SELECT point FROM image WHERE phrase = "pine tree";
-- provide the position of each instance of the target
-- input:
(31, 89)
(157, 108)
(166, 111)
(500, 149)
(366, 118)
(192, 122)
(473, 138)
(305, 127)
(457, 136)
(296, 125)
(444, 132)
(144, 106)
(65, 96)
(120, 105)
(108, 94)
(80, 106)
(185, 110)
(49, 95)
══════════
**EXERCISE BRIEF:** Exactly as they appear above, output the lines of the data from the first through the one that contains "-- provide the", and only those lines.

**RESULT:**
SELECT point FROM image WHERE phrase = "pine tree";
-- provide the position of each instance of the target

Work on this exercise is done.